─── SUPPLIED MATERIAL
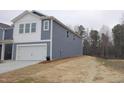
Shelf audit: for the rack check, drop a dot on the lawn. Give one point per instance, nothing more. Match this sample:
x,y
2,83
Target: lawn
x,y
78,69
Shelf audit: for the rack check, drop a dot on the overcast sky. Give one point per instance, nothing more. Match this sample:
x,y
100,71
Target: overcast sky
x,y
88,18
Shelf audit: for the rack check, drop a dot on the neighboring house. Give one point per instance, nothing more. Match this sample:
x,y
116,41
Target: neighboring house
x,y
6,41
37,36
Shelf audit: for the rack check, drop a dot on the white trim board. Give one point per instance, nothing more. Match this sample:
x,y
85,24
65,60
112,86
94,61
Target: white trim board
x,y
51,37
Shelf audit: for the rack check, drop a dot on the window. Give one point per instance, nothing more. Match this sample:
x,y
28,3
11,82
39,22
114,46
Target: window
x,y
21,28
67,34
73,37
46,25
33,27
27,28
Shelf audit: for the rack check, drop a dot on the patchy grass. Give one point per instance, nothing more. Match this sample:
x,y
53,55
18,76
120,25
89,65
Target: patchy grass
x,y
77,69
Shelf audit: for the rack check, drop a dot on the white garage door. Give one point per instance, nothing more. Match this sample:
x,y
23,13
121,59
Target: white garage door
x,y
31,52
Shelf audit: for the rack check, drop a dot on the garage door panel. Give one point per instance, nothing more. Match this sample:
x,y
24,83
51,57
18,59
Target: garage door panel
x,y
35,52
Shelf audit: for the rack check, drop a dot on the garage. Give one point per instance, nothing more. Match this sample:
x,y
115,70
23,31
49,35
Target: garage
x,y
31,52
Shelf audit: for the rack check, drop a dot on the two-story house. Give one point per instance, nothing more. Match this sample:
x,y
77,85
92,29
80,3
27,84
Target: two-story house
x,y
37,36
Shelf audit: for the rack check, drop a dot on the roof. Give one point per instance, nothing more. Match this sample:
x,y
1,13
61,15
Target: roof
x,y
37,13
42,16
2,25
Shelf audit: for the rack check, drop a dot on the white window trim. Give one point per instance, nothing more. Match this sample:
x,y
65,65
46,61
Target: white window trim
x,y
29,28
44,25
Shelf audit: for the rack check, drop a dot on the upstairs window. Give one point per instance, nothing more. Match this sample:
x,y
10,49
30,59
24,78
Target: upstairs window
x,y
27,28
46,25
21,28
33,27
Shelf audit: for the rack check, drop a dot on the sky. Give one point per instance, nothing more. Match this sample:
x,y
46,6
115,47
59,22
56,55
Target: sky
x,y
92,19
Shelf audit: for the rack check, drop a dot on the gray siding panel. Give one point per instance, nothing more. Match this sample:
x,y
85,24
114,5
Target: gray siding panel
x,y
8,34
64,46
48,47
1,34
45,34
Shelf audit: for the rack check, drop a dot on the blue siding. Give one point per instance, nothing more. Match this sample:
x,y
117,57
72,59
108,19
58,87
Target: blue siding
──────
- EXERCISE DIRECTIONS:
Only the lines from the one with "on the sky." through the end of the data should be printed, each exactly as it appears.

- RESPONSE:
Shelf audit: for the rack check, drop a dot on the sky. Give one point per instance, nothing more. Match this sample:
x,y
46,6
115,47
59,22
56,55
Target: sky
x,y
92,19
Shelf audit: for the rack check, drop a dot on the gray siding panel. Give one point per instance, nothing more. Match this sample:
x,y
85,24
114,5
Target: gray siding panel
x,y
8,34
64,46
48,47
1,34
45,34
Shelf audit: for the rack check, drop a dot on the blue siding. Give one point per instance, nothing more. Match this sample:
x,y
117,57
72,59
108,19
58,87
Target: blue siding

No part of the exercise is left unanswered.